I am what you would call a grown up, educated slob. I have a hard time keeping things clean and orderly on a daily basis. I am not as bad as some. Not like I have a mental disorder or anything (when it comes to cleaning anyway). I just have a hard time with tossing garbage. I feel like I shouldn’t. Like putting my garbage in someone else’s garbage can is an imposition. Like I am totally taking advantage of them. Ok, maybe it is a metal disorder….

When I was a kid I was supposed to keep my room clean, just like every other kid in the world. So, I learned to toss everything either in my closet or in the dirty laundry. Great solution, right? Except then, eventually, all of my clothes would either be in the dirty laundry or piled high in my closet and I had “nothing to wear”.Slob-ola. It carried over into my car. When I lived in Texas, I would get Arby’s everyday for lunch. They had the French Dip with the container of au jus….ok, that sounds really gross now….anyway, I would wrap the au jus container up in the tin foil from the sandwich and toss it in the back seat. My friends who road in the back seat LOVED it. Especially as my car had no AC and it was Texas in the middle of the summer. At one point  it was filled with miscellaneous garbage from the floor up to the seat.

I am not proud of this fact. I work hard on changing it. Today, I spend at least 3 hours a day in my car, generally with 3 or more kids and mostly around dinner time. So, food happens. And it is a process to actually collect it all up and toss it. Maybe more in my head than in reality, but still. Not too long ago my best friend got in the car and almost threw up because there was half a pizza on the floor. She cleaned out my car and tossed all of my garbage. Yes, I felt slight shame in the nastiness of my car. When I get in other people’s cars and they are clean and don’t smell, I marvel. I actually stare at the floor mats and wonder how, how can this be? And I resolve to not be a slob anymore. But I have far too many excuses…

I travel, I have kids, it’s cold, I don’t have time, I am sore, there is no trash can close by,it’s only Tuesday,I have to sort it, it is just such a hassle….I think using public garbage cans may actually be illegal. Really. When at a gas station and I am emptying my garbage in the can, I seriously believe the lady behind the counter is going to come out and yell at me or call the police because I am dumping my garbage in their can. I have no idea where this garbage phobia came from. I don’t recall ever being yelled at by anyone, ever for using their garbage can.

Records of labeled boxes

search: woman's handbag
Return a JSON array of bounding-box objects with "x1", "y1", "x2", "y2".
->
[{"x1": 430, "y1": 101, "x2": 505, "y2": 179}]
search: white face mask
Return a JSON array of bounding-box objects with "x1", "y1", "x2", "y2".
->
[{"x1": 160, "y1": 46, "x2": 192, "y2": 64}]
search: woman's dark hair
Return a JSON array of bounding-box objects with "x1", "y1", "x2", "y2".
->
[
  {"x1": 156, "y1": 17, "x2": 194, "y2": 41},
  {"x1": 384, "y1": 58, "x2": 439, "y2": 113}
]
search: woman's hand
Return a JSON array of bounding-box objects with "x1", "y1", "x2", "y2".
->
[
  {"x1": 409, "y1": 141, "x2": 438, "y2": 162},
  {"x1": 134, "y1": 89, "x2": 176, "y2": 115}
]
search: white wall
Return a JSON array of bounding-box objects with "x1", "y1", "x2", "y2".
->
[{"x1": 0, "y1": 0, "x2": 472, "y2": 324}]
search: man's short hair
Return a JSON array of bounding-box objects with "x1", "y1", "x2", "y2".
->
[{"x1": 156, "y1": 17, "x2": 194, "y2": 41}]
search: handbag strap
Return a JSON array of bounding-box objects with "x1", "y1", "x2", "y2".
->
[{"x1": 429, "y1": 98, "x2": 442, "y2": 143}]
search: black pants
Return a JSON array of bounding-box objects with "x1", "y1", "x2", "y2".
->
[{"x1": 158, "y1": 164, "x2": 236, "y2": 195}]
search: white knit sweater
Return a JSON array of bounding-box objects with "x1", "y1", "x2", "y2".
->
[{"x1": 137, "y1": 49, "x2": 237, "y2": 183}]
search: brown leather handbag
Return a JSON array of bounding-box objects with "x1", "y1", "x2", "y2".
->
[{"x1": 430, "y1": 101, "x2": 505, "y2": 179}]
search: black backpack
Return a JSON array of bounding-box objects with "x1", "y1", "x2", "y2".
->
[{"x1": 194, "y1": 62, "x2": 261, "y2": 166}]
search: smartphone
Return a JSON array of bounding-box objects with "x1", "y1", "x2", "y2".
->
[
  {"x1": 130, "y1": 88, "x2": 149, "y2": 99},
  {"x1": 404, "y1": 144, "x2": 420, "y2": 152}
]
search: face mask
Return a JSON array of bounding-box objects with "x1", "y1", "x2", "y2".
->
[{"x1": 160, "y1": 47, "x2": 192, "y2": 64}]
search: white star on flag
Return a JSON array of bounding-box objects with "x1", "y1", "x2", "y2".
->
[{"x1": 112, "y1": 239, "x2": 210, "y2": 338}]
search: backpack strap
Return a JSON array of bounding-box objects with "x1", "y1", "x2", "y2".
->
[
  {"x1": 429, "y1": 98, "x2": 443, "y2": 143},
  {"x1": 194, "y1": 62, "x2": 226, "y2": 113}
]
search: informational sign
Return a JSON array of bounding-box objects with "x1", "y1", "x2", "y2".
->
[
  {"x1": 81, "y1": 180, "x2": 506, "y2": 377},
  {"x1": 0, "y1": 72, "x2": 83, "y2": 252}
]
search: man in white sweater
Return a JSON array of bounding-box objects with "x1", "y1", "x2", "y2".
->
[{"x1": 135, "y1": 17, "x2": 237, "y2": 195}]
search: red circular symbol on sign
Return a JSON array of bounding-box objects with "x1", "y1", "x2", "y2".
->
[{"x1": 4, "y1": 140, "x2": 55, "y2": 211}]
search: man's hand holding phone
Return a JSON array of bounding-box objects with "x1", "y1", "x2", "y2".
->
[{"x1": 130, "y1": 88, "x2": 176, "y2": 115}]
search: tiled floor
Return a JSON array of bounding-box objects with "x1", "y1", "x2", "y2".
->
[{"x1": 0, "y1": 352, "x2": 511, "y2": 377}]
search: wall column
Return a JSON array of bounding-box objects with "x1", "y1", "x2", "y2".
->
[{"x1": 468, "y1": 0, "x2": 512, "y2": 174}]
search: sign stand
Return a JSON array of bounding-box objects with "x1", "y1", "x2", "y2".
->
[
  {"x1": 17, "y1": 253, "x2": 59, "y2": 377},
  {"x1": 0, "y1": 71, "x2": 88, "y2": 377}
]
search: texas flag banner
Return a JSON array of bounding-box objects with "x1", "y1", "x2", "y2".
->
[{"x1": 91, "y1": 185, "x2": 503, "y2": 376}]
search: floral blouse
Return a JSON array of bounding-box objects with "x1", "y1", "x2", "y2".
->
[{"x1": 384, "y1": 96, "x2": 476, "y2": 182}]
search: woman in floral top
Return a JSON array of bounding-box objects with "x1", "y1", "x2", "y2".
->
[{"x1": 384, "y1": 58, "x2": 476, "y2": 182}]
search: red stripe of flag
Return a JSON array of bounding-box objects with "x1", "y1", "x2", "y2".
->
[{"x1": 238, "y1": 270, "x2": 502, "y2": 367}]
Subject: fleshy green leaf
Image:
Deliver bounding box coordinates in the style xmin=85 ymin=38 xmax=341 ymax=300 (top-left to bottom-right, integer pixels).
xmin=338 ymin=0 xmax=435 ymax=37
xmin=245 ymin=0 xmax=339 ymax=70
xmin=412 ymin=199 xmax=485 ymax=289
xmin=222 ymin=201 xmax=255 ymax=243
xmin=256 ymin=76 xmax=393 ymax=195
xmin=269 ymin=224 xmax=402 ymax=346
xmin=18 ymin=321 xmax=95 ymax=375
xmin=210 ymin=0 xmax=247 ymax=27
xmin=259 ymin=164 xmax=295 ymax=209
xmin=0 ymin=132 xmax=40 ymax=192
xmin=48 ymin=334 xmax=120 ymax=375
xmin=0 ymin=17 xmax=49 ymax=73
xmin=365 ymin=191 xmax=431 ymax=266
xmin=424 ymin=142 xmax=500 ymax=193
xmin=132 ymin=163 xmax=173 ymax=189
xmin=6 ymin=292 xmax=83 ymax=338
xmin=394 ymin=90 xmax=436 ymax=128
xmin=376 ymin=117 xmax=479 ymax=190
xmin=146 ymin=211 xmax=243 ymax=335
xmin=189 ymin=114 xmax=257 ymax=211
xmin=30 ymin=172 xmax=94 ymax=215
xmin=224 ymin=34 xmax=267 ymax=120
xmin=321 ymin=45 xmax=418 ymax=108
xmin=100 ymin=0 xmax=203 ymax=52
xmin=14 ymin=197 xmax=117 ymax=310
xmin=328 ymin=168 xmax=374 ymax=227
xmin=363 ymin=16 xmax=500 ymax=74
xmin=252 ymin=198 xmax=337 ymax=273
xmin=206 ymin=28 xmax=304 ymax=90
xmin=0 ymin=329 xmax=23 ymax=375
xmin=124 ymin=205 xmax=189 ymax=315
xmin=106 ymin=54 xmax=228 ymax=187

WHAT THIS EXERCISE ASKS
a - For each statement, say yes or no on whether the essay about messy habits agrees with it, and quote the words of the essay that decide it. (i) As a kid, the writer tossed everything either in the closet or in the dirty laundry. (ii) The writer's car in Texas had air conditioning. (iii) The writer remembers being yelled at for using someone's garbage can.
b - Repeat everything in the rows from the line containing "search: red stripe of flag" down to the last line of the rows, both ends included.
The rows have no connection to the essay about messy habits.

SOLUTIONS TO THE TASKS
a -
(i) Yes: "So, I learned to toss everything either in my closet or in the dirty laundry."
(ii) No: "Especially as my car had no AC and it was Texas in the middle of the summer."
(iii) No: "I don’t recall ever being yelled at by anyone, ever for using their garbage can."

b -
search: red stripe of flag
Return a JSON array of bounding-box objects with "x1", "y1", "x2", "y2".
->
[{"x1": 238, "y1": 270, "x2": 502, "y2": 367}]
Subject: fleshy green leaf
Image:
Deliver bounding box coordinates in the style xmin=85 ymin=38 xmax=341 ymax=300 (top-left to bottom-right, integer pixels).
xmin=338 ymin=0 xmax=435 ymax=37
xmin=245 ymin=0 xmax=339 ymax=70
xmin=412 ymin=199 xmax=485 ymax=289
xmin=222 ymin=201 xmax=255 ymax=243
xmin=256 ymin=76 xmax=393 ymax=195
xmin=269 ymin=224 xmax=402 ymax=346
xmin=18 ymin=321 xmax=95 ymax=375
xmin=210 ymin=0 xmax=247 ymax=27
xmin=259 ymin=164 xmax=295 ymax=209
xmin=0 ymin=132 xmax=40 ymax=192
xmin=48 ymin=334 xmax=120 ymax=375
xmin=0 ymin=17 xmax=49 ymax=73
xmin=365 ymin=191 xmax=431 ymax=266
xmin=424 ymin=142 xmax=500 ymax=193
xmin=132 ymin=163 xmax=173 ymax=189
xmin=6 ymin=292 xmax=83 ymax=338
xmin=394 ymin=90 xmax=436 ymax=128
xmin=376 ymin=117 xmax=479 ymax=190
xmin=146 ymin=211 xmax=243 ymax=335
xmin=189 ymin=114 xmax=257 ymax=211
xmin=30 ymin=172 xmax=94 ymax=215
xmin=224 ymin=34 xmax=267 ymax=120
xmin=321 ymin=45 xmax=418 ymax=108
xmin=100 ymin=0 xmax=203 ymax=52
xmin=14 ymin=197 xmax=117 ymax=310
xmin=328 ymin=168 xmax=374 ymax=227
xmin=363 ymin=16 xmax=500 ymax=74
xmin=252 ymin=198 xmax=337 ymax=273
xmin=206 ymin=28 xmax=304 ymax=90
xmin=0 ymin=329 xmax=23 ymax=375
xmin=124 ymin=205 xmax=189 ymax=315
xmin=106 ymin=54 xmax=228 ymax=187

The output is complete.